[Excerpts of bounding box data]
------------------------------------------------

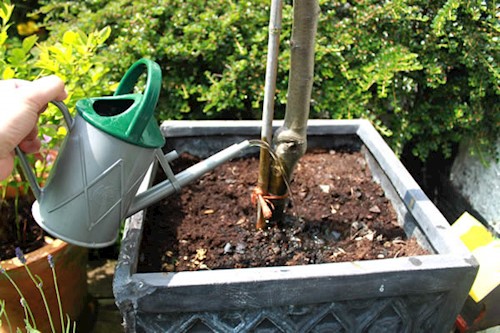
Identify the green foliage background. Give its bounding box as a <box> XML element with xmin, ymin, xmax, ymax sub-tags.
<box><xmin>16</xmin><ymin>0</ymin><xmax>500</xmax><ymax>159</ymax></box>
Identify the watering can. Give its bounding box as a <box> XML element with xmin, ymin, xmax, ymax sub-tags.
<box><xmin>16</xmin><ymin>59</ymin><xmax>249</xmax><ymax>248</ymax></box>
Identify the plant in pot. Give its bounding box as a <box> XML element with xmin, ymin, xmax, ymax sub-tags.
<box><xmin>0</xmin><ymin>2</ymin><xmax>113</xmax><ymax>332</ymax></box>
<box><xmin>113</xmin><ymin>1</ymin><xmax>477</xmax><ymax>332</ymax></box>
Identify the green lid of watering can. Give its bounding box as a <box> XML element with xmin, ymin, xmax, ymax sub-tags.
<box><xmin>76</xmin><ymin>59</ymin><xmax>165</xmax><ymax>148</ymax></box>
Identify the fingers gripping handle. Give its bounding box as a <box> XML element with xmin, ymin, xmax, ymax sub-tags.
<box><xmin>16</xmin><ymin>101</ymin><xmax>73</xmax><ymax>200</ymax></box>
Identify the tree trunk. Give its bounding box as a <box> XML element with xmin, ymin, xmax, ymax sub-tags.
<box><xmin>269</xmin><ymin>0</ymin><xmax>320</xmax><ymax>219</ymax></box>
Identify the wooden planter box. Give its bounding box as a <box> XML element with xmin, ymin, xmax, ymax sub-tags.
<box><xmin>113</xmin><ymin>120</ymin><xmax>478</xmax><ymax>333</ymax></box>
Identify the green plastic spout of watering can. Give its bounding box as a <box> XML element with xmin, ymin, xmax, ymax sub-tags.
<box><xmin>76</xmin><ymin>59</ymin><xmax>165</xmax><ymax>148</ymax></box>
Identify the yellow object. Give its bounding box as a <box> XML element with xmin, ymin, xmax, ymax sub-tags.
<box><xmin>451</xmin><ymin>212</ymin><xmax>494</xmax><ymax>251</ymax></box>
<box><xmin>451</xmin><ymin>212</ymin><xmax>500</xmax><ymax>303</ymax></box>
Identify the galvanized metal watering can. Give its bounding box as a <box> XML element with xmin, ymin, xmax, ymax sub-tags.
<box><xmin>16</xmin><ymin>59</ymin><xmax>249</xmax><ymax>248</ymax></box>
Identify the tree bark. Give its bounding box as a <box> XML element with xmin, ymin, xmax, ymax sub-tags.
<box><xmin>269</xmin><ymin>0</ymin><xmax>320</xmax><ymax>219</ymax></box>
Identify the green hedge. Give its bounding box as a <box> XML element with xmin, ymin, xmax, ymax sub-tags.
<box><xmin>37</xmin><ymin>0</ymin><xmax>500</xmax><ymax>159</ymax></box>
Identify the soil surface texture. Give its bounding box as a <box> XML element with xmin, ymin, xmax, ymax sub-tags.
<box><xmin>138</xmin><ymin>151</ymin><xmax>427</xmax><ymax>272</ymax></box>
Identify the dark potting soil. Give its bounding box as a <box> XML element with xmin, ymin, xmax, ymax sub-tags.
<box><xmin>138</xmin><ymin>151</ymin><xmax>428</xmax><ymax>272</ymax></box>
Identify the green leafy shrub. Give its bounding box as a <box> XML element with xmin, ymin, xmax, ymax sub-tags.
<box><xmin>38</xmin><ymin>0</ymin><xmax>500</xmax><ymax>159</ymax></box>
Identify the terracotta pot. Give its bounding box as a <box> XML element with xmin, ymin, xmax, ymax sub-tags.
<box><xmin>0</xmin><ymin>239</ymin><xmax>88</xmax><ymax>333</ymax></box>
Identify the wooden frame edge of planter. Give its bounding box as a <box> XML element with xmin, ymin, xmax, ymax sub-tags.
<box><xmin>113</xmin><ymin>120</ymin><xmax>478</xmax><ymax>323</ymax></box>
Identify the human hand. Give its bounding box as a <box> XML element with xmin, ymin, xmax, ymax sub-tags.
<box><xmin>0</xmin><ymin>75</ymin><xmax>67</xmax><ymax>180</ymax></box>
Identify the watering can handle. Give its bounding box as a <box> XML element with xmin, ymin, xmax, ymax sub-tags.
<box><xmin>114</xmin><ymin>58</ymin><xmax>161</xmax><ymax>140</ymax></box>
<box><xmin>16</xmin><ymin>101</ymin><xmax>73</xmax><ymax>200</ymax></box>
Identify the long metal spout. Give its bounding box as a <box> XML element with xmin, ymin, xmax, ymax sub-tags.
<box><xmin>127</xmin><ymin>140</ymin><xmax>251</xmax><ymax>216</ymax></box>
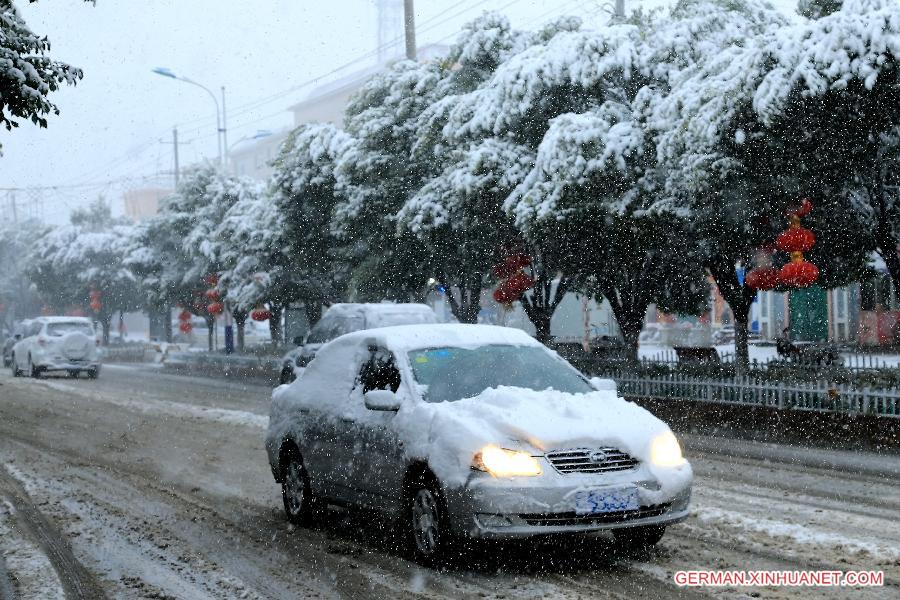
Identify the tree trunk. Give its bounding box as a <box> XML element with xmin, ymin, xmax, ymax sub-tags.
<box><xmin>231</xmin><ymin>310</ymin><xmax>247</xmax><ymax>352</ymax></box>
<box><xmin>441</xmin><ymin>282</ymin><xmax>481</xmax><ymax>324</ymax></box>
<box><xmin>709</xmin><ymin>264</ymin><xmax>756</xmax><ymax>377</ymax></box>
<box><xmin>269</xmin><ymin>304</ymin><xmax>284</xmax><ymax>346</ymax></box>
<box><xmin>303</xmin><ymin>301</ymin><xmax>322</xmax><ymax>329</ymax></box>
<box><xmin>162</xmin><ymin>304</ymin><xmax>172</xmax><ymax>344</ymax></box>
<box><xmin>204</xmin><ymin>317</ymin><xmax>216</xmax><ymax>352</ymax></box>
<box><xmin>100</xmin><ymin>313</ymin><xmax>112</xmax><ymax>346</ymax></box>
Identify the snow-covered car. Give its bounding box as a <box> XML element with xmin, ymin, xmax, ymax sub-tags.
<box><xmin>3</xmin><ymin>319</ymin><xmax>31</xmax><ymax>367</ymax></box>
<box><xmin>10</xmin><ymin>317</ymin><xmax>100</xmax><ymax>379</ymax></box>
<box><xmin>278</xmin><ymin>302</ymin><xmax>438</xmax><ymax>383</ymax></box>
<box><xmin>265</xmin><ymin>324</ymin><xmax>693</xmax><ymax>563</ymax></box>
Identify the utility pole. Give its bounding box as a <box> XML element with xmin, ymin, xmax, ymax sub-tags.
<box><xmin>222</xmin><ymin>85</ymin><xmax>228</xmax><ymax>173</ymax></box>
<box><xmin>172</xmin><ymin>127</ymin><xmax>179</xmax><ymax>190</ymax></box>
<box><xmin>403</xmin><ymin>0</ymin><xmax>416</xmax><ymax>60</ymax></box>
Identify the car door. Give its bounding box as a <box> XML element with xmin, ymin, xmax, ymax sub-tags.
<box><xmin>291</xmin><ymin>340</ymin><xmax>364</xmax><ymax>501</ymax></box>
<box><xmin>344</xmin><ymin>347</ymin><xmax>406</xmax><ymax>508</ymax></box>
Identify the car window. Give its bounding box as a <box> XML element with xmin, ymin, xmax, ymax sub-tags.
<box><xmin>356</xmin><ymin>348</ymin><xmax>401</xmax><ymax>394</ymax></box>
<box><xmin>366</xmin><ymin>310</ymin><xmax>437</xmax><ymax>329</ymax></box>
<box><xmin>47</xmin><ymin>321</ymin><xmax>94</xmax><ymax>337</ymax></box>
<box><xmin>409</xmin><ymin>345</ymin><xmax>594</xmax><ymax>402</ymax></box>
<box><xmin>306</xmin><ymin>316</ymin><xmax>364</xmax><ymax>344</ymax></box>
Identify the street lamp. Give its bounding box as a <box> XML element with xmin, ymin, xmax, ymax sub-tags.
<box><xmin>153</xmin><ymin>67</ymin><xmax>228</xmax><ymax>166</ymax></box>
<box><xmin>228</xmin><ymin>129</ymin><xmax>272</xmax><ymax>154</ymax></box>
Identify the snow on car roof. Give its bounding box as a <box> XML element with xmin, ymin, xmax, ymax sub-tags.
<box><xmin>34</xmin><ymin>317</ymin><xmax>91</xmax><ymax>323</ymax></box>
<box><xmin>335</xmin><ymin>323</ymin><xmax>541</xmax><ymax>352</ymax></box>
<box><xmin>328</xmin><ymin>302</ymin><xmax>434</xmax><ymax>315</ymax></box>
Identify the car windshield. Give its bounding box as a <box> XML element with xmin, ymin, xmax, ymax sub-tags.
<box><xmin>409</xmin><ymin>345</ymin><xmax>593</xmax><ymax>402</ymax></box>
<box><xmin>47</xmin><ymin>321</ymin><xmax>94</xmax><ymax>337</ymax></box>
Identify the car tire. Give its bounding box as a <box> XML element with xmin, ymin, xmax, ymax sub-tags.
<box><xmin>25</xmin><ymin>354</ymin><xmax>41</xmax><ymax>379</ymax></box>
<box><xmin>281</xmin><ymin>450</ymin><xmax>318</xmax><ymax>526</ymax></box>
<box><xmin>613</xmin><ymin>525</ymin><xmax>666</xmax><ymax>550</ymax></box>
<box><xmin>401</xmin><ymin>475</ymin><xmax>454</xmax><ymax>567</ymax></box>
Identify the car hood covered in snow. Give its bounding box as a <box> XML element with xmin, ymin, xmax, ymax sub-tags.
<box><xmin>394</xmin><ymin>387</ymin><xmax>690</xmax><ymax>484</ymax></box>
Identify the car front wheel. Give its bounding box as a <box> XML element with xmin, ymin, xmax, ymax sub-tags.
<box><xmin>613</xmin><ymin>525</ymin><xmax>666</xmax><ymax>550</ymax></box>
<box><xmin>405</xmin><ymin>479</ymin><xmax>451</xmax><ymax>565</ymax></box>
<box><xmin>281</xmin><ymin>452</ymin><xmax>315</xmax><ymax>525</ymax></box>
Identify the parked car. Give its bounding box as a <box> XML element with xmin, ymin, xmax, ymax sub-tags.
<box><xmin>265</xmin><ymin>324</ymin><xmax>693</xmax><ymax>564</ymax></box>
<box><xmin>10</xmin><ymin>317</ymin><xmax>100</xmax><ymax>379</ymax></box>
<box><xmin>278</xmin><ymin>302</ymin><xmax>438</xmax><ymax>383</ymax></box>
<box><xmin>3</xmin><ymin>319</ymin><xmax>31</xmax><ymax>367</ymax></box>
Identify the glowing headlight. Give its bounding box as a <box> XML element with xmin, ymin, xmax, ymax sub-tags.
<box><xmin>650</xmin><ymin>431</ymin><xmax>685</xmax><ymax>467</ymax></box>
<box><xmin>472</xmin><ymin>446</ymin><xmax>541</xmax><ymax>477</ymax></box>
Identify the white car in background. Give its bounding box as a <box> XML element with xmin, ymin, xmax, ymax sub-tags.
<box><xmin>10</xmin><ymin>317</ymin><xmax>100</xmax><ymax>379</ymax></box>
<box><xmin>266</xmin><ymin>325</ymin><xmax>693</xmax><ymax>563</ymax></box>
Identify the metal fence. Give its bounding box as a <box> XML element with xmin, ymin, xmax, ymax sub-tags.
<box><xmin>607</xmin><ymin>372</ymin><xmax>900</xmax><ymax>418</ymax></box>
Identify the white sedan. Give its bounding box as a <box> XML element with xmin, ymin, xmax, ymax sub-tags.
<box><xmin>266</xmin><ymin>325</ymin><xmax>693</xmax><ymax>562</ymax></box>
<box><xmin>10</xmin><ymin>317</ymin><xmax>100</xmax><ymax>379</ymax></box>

------------------------------------------------

| AIM |
Tally the lines of the records that contain the string "planter", with case counting. Give only the number.

| FINAL ANSWER |
2